> [Material for the task]:
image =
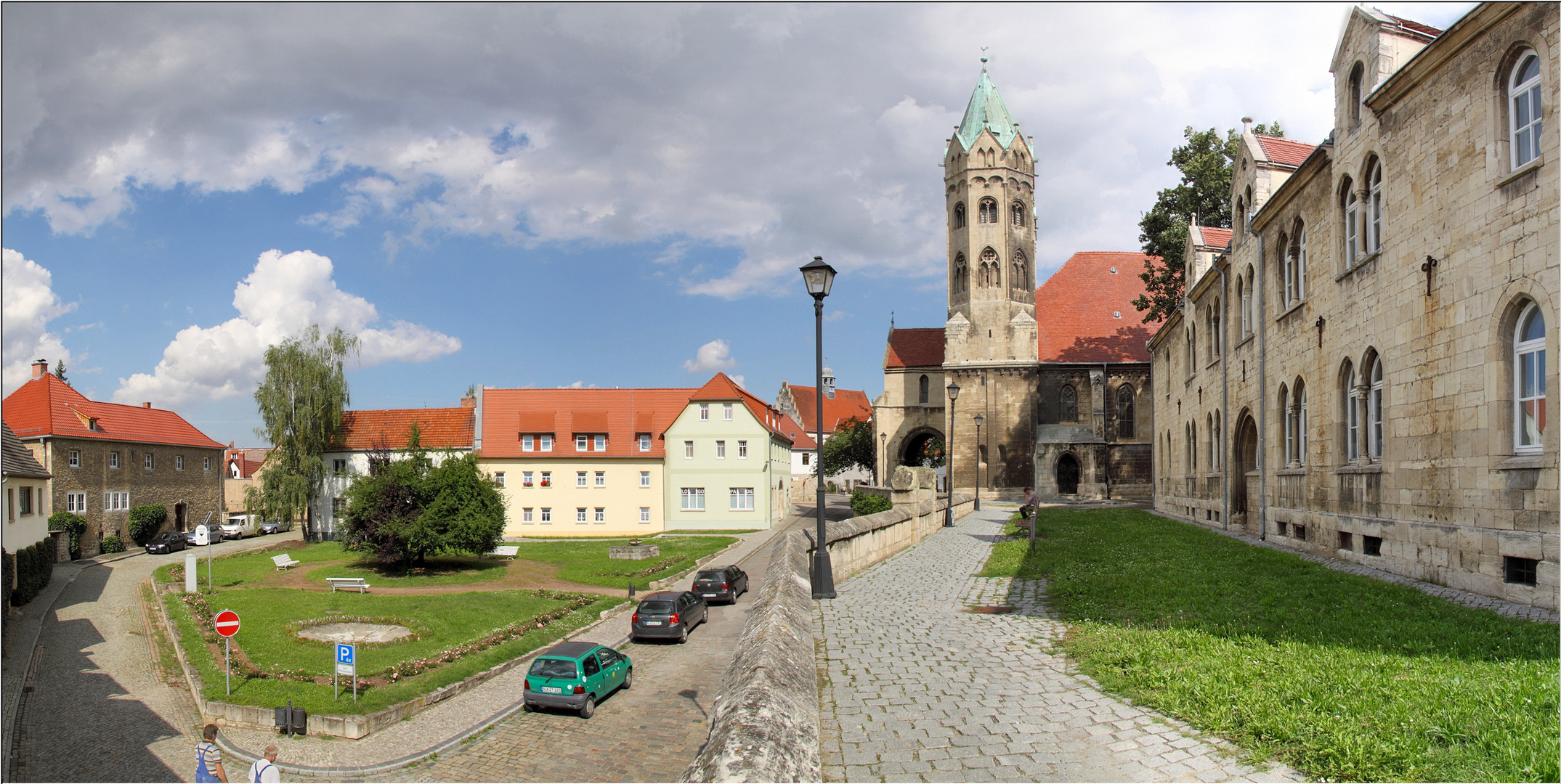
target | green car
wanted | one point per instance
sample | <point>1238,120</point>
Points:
<point>575,675</point>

> [Your assignment]: Find the line that contains "target | green car" in the data above. Reproduce it and every later line exactly, through the last one.

> [Solution below]:
target | green car
wanted | one point per instance
sample | <point>1238,120</point>
Points:
<point>575,675</point>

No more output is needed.